■ **課題 1**
新卒保育士の悩みを扱った次の本文から、「新卒保育士に多いお悩み まとめ」から「いがよぎっているでしょうか。」までの部分を正確に書き写しなさい。

■ **本文**
━━━━━━━━━━

新卒保育士に多いお悩み まとめ
- 2016-5-20
- 保育士のお悩み解決
「とにかく子どもが大好き。子どもと関わる仕事が夢だった」
「ついに念願かなって憧れの保育士に。嬉しい、がんばろう!」
保育士を目指して勉強に励み、難関とされる国家試験に合格し、ようやく夢をつかんだ新卒保育士の皆さん。
希望と期待に胸をふくらませて、初めて子どもたちと向き合った日から2か月、今、皆さんの心にはどんな思いがよぎっているでしょうか。
じつは、実際に保育の現場を目の当たりにして、夢と現実のギャップに驚き、戸惑い、悩む人が出てくるのがこの時期。
「こんなにきつい仕事だとは思わなかった」
「学校では教えてくれなかったことばかりで、毎日が失敗の連続・・・」

━━━━━━━━━━

■ **データセットに収録された記録**
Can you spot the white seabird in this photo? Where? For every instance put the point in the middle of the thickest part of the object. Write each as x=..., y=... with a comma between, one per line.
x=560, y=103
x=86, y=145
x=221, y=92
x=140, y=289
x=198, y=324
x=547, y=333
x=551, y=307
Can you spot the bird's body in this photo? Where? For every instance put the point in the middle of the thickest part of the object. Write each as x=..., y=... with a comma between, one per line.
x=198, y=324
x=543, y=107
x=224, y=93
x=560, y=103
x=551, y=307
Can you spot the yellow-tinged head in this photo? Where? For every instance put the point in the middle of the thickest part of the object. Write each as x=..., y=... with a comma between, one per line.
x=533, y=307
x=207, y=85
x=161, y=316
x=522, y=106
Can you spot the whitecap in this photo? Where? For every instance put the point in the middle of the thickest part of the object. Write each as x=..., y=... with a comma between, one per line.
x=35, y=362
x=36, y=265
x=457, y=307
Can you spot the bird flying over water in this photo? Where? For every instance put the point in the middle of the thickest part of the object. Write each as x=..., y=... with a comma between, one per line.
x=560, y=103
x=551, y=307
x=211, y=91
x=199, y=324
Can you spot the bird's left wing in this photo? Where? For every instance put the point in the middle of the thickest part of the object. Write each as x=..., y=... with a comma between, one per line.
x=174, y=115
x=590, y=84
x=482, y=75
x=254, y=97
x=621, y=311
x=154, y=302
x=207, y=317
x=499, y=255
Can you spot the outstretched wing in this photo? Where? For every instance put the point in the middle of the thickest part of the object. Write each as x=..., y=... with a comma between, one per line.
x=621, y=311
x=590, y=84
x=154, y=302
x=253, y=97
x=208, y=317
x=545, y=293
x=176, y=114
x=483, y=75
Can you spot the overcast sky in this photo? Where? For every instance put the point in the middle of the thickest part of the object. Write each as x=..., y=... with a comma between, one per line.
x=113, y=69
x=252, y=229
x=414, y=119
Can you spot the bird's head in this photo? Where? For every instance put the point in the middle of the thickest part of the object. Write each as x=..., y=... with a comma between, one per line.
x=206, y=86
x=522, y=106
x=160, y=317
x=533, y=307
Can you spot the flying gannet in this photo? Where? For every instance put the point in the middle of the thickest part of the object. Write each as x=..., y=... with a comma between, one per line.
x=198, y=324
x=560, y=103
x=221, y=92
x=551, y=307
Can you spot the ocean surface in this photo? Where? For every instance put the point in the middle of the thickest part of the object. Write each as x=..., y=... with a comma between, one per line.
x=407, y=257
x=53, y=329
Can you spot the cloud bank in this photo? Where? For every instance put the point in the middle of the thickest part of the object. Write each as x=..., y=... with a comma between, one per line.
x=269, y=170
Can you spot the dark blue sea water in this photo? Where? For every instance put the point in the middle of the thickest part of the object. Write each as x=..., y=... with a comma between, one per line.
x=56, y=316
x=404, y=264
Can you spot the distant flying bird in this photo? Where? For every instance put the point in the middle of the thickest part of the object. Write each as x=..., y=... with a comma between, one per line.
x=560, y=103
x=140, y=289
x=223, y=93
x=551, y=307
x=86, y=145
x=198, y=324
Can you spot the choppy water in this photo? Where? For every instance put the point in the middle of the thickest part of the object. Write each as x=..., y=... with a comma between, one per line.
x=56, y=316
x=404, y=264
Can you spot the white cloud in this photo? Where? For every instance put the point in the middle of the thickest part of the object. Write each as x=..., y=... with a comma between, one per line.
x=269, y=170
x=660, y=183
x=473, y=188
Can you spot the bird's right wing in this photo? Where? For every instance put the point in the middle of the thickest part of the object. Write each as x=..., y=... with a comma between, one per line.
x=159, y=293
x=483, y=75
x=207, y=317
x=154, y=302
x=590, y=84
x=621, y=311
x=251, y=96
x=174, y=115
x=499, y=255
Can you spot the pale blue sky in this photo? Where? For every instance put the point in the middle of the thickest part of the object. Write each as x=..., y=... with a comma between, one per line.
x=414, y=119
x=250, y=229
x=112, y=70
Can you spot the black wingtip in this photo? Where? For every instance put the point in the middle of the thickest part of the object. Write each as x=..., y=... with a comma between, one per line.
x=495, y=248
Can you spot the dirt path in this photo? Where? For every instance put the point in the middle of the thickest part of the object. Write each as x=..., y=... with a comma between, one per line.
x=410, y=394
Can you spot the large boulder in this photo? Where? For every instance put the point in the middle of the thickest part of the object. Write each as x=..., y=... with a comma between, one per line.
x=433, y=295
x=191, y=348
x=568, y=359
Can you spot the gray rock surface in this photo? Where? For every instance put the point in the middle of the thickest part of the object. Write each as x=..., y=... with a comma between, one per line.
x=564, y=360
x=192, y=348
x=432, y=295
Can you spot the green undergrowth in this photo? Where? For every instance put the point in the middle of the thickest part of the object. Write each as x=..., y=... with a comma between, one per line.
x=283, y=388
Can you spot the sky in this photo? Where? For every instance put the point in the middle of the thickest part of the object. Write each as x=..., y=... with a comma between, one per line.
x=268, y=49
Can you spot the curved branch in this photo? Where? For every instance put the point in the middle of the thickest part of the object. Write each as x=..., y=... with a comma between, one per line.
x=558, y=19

━━━━━━━━━━

■ **課題 2**
上のデータ一覧のうち、「Can you spot the gray」を含む行から「x=283, y=388」を含む行までを、一字一句変えずにそのまま繰り返しなさい。

■ **最終解答 1**
新卒保育士に多いお悩み まとめ
- 2016-5-20
- 保育士のお悩み解決
「とにかく子どもが大好き。子どもと関わる仕事が夢だった」
「ついに念願かなって憧れの保育士に。嬉しい、がんばろう!」
保育士を目指して勉強に励み、難関とされる国家試験に合格し、ようやく夢をつかんだ新卒保育士の皆さん。
希望と期待に胸をふくらませて、初めて子どもたちと向き合った日から2か月、今、皆さんの心にはどんな思いがよぎっているでしょうか。

■ **最終解答 2**
Can you spot the gray rock surface in this photo? Where? For every instance put the point in the middle of the thickest part of the object. Write each as x=..., y=... with a comma between, one per line.
x=564, y=360
x=192, y=348
x=432, y=295
Can you spot the green undergrowth in this photo? Where? For every instance put the point in the middle of the thickest part of the object. Write each as x=..., y=... with a comma between, one per line.
x=283, y=388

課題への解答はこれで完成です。